Studio album by Kenny Barron
- Released: 1993
- Recorded: February 1–2, 1993
- Studio: EastSide Sound, NYC.
- Genre: Jazz
- Length: 1:07:18
- Label: Verve Records 519 669-2
- Producer: Joanne Klein

Kenny Barron chronology
| Sambao (1992) | Other Places (1993) | Wanton Spirit (1994) |

= Other Places =

Other Places is a studio album by American jazz pianist Kenny Barron, which was released in 1993 on Verve Records label. The album includes original compositions by Barron and jazz standards.

__Entries for pointing and labeling__:
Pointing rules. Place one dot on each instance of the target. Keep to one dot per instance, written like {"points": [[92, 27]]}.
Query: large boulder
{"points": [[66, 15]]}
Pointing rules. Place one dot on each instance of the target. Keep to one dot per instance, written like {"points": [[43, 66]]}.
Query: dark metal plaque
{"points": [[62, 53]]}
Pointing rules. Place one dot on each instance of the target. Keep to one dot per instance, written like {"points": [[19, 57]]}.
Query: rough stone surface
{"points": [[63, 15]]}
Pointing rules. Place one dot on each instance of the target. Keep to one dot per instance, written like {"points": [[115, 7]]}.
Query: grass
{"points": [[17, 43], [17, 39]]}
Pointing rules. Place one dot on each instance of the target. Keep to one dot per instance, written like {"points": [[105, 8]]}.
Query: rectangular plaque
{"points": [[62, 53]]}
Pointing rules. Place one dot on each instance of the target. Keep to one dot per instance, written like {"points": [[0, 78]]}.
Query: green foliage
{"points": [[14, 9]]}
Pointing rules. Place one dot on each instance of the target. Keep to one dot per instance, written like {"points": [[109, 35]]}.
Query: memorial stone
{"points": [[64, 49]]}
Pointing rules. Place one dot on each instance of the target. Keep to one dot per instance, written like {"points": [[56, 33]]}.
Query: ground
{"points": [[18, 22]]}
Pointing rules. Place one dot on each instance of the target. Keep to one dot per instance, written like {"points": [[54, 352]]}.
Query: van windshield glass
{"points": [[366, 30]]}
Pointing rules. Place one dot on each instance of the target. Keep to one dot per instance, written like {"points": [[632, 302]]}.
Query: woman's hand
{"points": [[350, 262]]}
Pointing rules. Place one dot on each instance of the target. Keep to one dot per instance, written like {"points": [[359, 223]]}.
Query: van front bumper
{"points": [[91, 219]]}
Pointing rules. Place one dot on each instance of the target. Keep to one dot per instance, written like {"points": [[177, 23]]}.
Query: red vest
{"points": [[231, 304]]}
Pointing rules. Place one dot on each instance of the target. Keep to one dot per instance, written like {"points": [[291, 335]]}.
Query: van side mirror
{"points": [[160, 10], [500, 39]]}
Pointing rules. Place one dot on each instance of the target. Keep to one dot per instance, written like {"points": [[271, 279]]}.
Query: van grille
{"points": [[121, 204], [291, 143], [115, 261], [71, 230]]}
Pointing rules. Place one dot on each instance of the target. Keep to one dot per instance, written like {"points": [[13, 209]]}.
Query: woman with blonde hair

__EXERCISE TASK__: Can you copy everything in the Other Places album text from "- Genre: Jazz" down to "and jazz standards."?

__SOLUTION TO THIS PROBLEM__:
- Genre: Jazz
- Length: 1:07:18
- Label: Verve Records 519 669-2
- Producer: Joanne Klein

Kenny Barron chronology
| Sambao (1992) | Other Places (1993) | Wanton Spirit (1994) |

= Other Places =

Other Places is a studio album by American jazz pianist Kenny Barron, which was released in 1993 on Verve Records label. The album includes original compositions by Barron and jazz standards.